- **SUPPLIED INFORMATION**
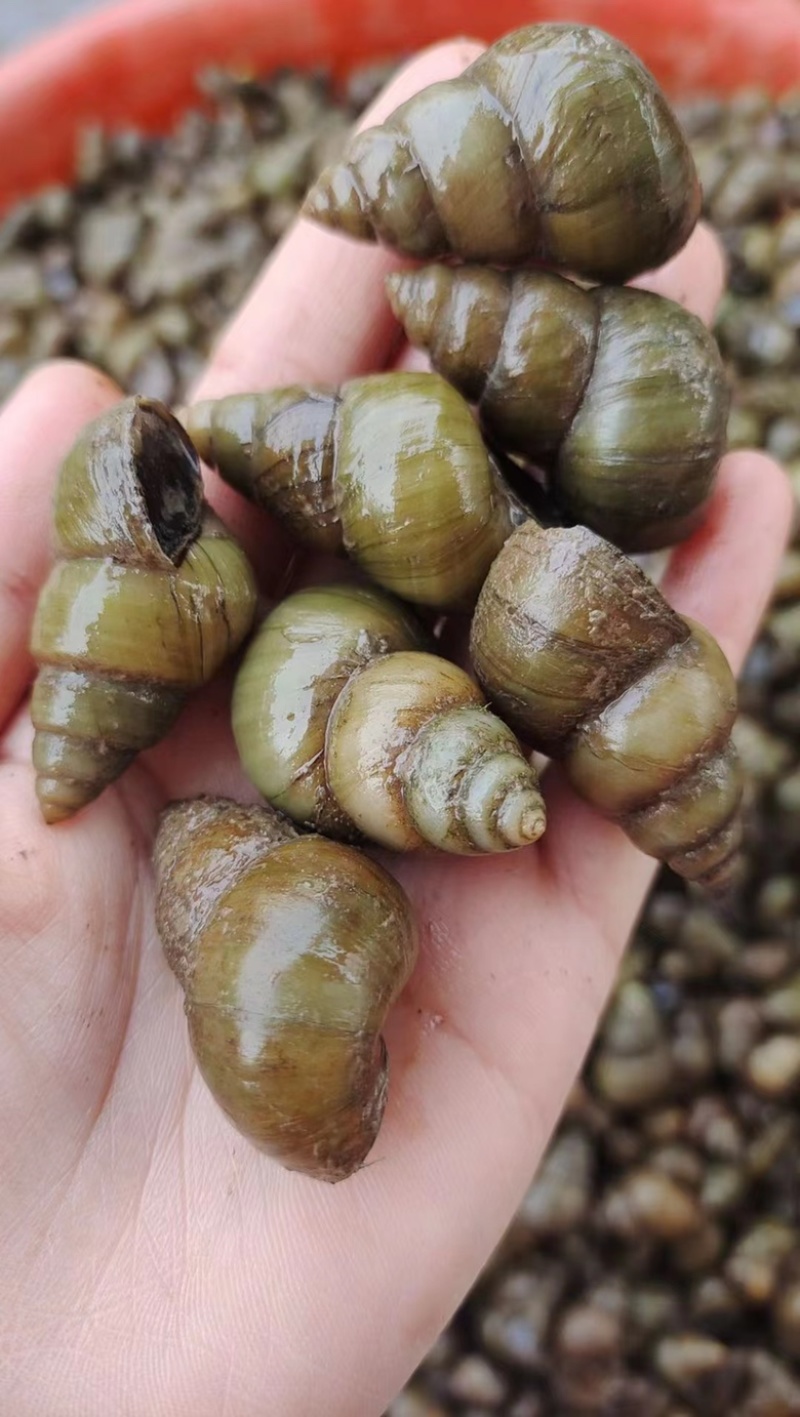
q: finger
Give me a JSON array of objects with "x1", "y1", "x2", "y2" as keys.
[
  {"x1": 661, "y1": 452, "x2": 794, "y2": 673},
  {"x1": 0, "y1": 360, "x2": 120, "y2": 727},
  {"x1": 632, "y1": 221, "x2": 725, "y2": 324},
  {"x1": 185, "y1": 40, "x2": 480, "y2": 595},
  {"x1": 532, "y1": 452, "x2": 792, "y2": 944},
  {"x1": 193, "y1": 40, "x2": 481, "y2": 398}
]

- **WRITTEN PROBLEM**
Pull out each line of the items above that contains the string "JSON", copying the lines verbatim.

- **OUTPUT FOR THIS TASK**
Give me a JSON array of objects with "x1", "y1", "x2", "y2" as keys.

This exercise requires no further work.